### Document segment:

Content starts

Published on February 1, 2013 at 8:17 AM
Dr. MacDonald confirms, "Genomics, which encompasses genetics, is rapidly advancing and changing the scope of cancer care. It is important for nurses to understand how genomics contributes to cancer risk assessment, prevention, diagnosis, treatment and long-term management, so that they may educate cancer patients and their families." The authors suggest that when nurses advocate use of evidence-based genomic guidelines they help to reduce cancer risk and improve health, quality of life and safety of patients in their care.
"The purpose of this Genomics Issue is to provide evidence reviews about the genomics of common healthcare conditions relevant to nursing practice," explains editorial author Kathleen A. Calzone, PhD, RN, APNG, FAAN with the NIH. "Eleven articles focus on current and emerging technology including genome sequencing, evidence of genomic variation and applications for diseases such as cancer, metabolic syndrome and heart disease; and ethical, legal, social and research issues with application of genomics in health care, facilitating the effective use of genomic information to promote and protect the public's health."

Content ends

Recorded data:
Content starts

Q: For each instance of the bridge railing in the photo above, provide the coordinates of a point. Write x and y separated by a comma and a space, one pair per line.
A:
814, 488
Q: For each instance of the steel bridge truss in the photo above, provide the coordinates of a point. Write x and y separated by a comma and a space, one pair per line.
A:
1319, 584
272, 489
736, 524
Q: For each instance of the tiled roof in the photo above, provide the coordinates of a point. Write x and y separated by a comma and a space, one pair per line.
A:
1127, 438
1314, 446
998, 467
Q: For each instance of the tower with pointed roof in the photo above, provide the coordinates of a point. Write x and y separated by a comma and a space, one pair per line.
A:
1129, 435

Content ends

### Work order:
Write a continuation of the article on genomics in nursing care, starting right after its final sentence.

### Result for this exercise:
"We are excited to be able to offer this Genomics Issue highlighting the relevancy of genomics to healthcare and nursing practice in response to an expressed interest by Nursing Deans for an updated clinical genomics resource," added Dr. Jean Jenkins with the National Human Genome Research Institute (NHGRI), NIH. "Such knowledge is essential to assuring the nursing expertise needed not only for today, but also for the future."